(Collected data entries)
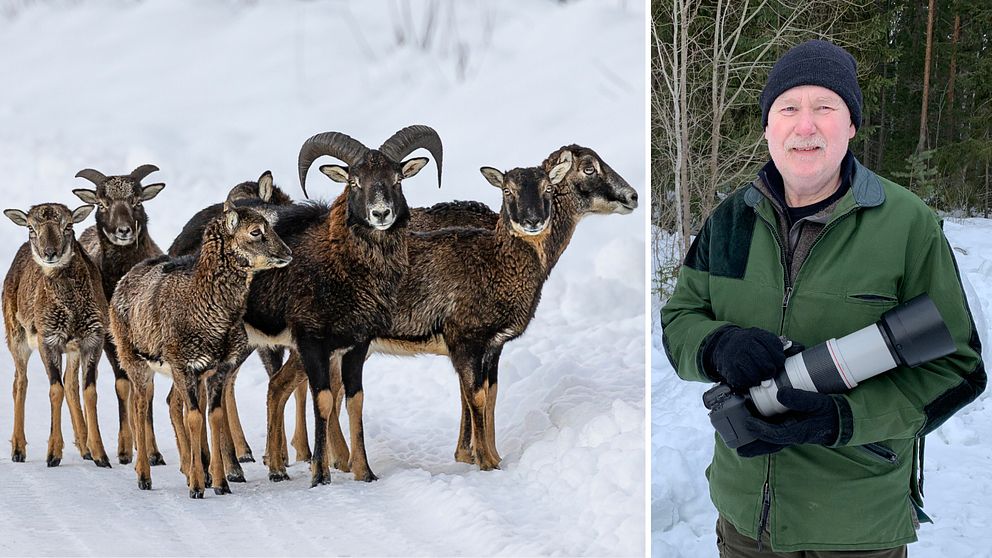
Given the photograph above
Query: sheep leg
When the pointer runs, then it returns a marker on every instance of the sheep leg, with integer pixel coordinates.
(272, 360)
(232, 466)
(337, 447)
(204, 444)
(154, 456)
(122, 385)
(175, 402)
(90, 358)
(280, 386)
(316, 362)
(52, 358)
(140, 404)
(491, 364)
(463, 451)
(194, 429)
(218, 424)
(71, 382)
(301, 443)
(351, 374)
(237, 433)
(475, 387)
(21, 351)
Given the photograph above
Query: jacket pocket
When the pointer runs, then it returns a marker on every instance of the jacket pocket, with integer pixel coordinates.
(880, 453)
(873, 298)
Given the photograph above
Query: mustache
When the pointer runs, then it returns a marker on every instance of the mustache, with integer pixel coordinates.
(806, 143)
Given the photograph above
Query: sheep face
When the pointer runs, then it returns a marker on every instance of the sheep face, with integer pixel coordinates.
(600, 189)
(253, 241)
(50, 231)
(120, 215)
(375, 193)
(527, 196)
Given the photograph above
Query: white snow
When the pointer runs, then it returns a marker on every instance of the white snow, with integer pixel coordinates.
(958, 487)
(214, 93)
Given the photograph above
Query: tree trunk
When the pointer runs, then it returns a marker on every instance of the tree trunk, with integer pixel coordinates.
(921, 143)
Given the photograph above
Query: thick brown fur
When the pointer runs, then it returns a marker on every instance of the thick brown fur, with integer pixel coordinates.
(56, 309)
(120, 206)
(590, 187)
(184, 317)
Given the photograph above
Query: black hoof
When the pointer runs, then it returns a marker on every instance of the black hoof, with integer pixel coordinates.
(324, 478)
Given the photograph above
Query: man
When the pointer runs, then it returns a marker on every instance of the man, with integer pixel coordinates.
(816, 247)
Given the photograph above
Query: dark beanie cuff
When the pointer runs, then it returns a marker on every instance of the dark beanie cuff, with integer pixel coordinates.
(815, 63)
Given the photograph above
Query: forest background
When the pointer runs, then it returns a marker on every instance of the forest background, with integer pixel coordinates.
(923, 66)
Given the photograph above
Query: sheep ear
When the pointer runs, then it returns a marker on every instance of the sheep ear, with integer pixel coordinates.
(17, 216)
(493, 176)
(337, 173)
(413, 166)
(559, 171)
(81, 213)
(150, 191)
(265, 186)
(88, 196)
(230, 218)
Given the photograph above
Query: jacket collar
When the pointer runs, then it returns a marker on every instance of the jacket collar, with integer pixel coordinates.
(866, 189)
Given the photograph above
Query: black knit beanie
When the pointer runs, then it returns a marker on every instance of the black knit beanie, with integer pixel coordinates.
(815, 63)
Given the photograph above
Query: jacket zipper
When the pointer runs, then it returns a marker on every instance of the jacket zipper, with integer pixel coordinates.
(766, 506)
(766, 495)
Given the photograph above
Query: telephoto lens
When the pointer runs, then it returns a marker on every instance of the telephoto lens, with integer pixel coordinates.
(908, 335)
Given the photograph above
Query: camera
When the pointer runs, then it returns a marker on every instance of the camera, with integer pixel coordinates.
(907, 335)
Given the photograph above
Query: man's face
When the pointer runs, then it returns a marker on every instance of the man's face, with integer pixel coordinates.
(808, 130)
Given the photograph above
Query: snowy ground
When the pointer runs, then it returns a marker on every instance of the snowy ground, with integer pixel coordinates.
(214, 93)
(958, 455)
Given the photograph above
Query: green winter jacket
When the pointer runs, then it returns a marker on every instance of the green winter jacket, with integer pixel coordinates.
(881, 246)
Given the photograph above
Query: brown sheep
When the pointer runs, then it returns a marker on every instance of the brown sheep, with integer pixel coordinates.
(117, 242)
(183, 317)
(53, 302)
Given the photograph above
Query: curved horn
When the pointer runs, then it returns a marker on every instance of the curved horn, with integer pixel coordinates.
(94, 176)
(335, 144)
(411, 138)
(141, 172)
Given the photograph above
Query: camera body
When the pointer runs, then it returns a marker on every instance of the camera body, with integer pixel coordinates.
(909, 335)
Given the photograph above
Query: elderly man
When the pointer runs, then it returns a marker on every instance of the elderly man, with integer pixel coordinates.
(818, 246)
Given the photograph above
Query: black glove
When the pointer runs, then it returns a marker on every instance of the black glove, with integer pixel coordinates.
(814, 420)
(743, 358)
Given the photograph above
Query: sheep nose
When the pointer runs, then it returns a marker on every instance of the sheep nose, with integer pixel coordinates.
(632, 199)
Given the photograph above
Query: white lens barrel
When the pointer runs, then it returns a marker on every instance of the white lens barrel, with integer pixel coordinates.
(834, 366)
(862, 354)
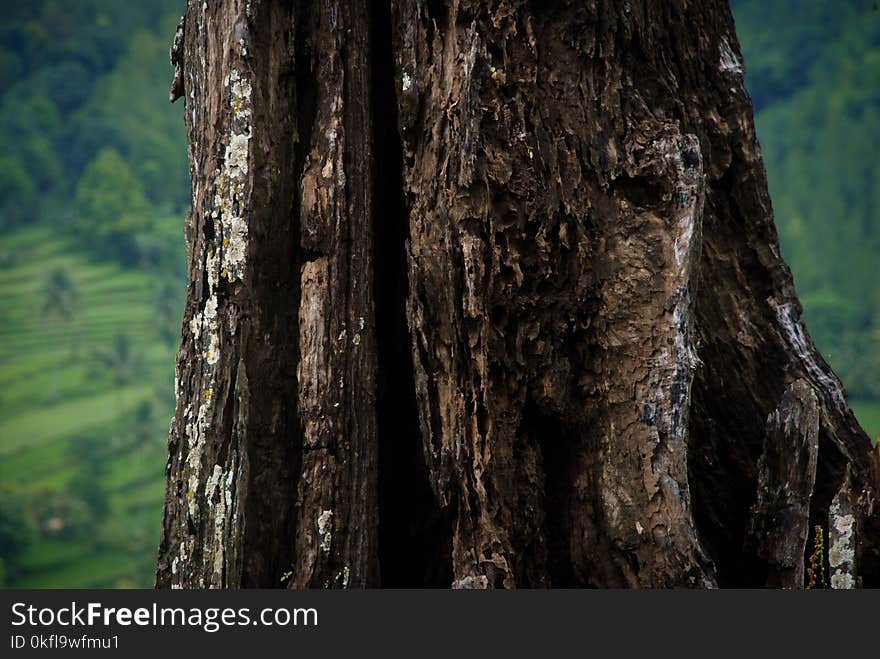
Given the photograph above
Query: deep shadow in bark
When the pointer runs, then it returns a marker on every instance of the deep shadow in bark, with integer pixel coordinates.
(415, 535)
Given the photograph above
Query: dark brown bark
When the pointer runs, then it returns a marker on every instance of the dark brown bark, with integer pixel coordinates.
(786, 477)
(488, 294)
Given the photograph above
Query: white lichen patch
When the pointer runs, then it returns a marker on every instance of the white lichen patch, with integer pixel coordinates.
(325, 529)
(469, 582)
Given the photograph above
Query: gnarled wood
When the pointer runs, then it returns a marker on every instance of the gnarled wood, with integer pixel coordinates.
(596, 320)
(786, 476)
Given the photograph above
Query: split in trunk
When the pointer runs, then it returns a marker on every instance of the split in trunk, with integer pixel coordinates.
(488, 294)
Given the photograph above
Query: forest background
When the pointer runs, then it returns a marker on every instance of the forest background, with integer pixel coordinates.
(94, 187)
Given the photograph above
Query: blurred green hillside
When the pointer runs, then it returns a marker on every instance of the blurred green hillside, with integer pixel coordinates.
(93, 189)
(93, 185)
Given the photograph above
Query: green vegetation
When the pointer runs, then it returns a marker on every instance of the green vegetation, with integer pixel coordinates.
(93, 188)
(813, 69)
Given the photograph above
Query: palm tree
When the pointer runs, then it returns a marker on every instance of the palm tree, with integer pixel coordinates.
(60, 297)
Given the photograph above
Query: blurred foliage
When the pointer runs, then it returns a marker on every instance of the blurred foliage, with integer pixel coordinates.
(93, 189)
(813, 70)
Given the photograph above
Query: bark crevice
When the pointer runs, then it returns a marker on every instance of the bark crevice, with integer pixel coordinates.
(415, 534)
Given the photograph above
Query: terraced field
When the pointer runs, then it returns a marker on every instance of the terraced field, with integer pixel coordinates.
(84, 408)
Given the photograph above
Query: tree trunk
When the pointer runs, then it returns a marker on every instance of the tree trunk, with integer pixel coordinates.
(488, 294)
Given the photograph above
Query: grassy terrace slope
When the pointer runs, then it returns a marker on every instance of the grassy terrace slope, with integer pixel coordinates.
(84, 410)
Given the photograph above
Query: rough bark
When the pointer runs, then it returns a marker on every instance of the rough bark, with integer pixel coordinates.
(488, 294)
(786, 477)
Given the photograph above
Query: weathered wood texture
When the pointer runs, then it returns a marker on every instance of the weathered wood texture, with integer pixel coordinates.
(272, 466)
(786, 476)
(584, 321)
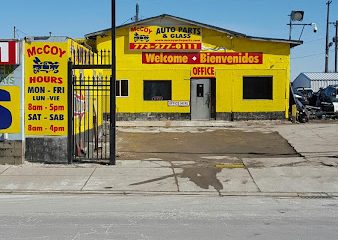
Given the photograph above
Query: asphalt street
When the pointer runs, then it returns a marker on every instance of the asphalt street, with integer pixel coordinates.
(166, 217)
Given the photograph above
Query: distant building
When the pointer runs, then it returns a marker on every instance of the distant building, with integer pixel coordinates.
(315, 80)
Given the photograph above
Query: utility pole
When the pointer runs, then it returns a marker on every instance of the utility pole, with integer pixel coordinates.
(327, 36)
(112, 115)
(336, 48)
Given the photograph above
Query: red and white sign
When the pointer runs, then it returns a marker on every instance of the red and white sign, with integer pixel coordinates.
(8, 53)
(227, 58)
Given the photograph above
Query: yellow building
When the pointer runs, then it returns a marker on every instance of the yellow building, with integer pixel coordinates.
(173, 68)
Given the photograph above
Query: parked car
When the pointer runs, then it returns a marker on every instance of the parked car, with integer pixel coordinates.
(327, 99)
(304, 95)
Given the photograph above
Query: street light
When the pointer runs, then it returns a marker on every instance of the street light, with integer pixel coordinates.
(298, 16)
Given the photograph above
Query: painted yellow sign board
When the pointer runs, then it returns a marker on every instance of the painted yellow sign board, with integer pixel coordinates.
(169, 38)
(46, 89)
(9, 109)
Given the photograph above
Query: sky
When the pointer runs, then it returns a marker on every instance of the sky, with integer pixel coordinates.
(261, 18)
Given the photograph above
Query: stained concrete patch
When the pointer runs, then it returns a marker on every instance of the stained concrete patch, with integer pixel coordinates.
(201, 146)
(296, 179)
(142, 163)
(42, 183)
(3, 168)
(135, 179)
(273, 162)
(42, 171)
(214, 179)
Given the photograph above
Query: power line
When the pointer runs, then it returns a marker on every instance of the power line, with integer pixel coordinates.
(311, 55)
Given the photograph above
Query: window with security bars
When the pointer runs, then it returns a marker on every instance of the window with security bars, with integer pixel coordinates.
(157, 90)
(122, 88)
(257, 87)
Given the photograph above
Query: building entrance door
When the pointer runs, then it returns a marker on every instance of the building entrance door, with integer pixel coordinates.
(200, 97)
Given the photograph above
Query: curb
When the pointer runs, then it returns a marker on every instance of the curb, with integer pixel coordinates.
(304, 195)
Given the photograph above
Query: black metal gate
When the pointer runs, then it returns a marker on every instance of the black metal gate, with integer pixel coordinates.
(89, 109)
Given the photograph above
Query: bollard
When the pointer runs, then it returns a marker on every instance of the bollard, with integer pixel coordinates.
(294, 113)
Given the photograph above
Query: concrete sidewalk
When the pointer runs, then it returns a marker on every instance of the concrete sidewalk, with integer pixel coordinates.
(315, 173)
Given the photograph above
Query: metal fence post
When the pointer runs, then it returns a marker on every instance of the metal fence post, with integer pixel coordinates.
(70, 114)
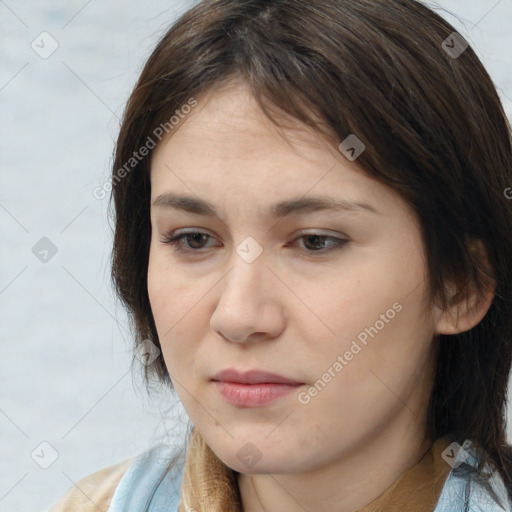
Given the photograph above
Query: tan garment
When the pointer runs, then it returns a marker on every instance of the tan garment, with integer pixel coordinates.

[Task requirements]: Every line above that includes the string "garment" needs to be copied.

[Answer to this exercise]:
Query: tan garment
When the pointer runs, then it returns a marker on every instance of the tan garment, with integer pixel coordinates.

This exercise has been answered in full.